• _GIVEN INSTRUCTION A_: In the passage on Daniel Libeskind, what does the arrowhead in his redesign of the Military History Museum in Dresden point toward?

• _EXCERPTED PASSAGE_:
════════════════════

Dressed in a leather jacket and black roll neck, Daniel Libeskind holds an air of affability that complements his passionate and lucid discussion about the importance of architecture in healing and rebuilding communities.  Born into a Jewish family in Poland, he experienced life under the totalitarian Soviets before emigrating to New York, a narrative that makes him ideally suited to be the man who produced new visions for Germany and Poland after the fall of the Berlin wall through to the Freedom Tower which rose from  the shadows of the World Trade Centre in New York City. Speaking of the broken apart streets of Berlin, he described the gaps as “a light that stabs one in the heart”.

His redesign of the Military History Museum in Dresden saw a sleek geometric arrowhead penetrate the rigid facade , erupting from the face of the building to point like compass arrow toward the source of the bombs that flattened the ancient city.  Both an attempt to reconcile the past and to make a break from  it (the museum was alternatively host to both Nazi and Soviet self-histories) , the strange angles created new and strange spaces inside – war horses (and dogs, and bees) – walk single file along a sharp edge, while missiles of different sizes slide down a steeply cantered wall.  Walking through the museum, you eventually arrive at the elevated tip of the glass-lined arrow, and see not streets pockmarked by bombs, but a new and vibrant Dresden rising.

════════════════════

• _EXCERPTED RECORDS_:
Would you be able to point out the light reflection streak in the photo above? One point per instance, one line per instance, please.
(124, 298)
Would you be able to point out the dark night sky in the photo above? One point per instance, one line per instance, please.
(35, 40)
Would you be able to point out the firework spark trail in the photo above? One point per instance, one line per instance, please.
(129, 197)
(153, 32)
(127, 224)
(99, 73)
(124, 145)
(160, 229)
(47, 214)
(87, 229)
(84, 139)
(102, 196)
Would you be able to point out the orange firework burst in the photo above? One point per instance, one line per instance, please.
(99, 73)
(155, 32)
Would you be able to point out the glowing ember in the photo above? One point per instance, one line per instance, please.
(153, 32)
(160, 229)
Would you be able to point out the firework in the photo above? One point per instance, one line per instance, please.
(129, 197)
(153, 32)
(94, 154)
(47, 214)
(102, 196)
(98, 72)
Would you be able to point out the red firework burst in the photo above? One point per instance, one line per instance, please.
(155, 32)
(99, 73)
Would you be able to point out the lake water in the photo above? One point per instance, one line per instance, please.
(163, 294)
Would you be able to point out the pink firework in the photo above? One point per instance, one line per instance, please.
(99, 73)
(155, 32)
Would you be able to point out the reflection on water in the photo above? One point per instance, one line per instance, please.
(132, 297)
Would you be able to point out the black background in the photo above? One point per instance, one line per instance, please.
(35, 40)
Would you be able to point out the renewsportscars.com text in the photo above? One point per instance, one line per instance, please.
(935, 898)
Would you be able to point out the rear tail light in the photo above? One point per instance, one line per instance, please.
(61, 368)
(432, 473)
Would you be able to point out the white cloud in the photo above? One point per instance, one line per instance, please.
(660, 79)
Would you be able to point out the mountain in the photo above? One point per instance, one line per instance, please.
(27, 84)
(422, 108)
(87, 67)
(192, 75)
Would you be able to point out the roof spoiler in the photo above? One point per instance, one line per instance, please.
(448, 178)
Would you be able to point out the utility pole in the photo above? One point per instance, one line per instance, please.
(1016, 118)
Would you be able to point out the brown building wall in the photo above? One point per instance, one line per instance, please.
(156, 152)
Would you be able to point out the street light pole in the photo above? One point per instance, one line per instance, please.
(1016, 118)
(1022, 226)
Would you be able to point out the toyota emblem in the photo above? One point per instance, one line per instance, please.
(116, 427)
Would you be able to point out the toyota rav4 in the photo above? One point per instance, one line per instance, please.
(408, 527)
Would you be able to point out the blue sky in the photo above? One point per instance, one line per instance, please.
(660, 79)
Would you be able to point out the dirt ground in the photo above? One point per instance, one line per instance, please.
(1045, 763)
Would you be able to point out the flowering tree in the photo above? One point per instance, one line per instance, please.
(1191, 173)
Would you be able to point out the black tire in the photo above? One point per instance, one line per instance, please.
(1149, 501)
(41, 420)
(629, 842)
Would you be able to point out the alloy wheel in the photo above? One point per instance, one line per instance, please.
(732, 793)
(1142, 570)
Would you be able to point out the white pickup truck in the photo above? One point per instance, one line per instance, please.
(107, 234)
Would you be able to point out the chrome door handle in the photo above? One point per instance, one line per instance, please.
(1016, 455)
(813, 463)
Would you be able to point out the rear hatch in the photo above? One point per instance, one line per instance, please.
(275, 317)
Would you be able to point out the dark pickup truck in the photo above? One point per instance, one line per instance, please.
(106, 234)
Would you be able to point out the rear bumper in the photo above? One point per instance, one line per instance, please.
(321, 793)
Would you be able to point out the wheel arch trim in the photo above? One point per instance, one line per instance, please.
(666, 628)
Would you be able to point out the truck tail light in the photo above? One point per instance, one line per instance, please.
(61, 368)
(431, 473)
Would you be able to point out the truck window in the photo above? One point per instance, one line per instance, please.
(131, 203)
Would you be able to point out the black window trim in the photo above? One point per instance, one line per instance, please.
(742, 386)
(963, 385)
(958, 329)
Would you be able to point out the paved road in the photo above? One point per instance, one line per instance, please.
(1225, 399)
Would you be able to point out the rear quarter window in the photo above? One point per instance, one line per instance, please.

════════════════════

• _GIVEN INSTRUCTION B_: Report only the number of lines in the records that contain the string "trim".

• _FINAL ANSWER A_: It points toward the source of the bombs that flattened the ancient city.

• _FINAL ANSWER B_: 2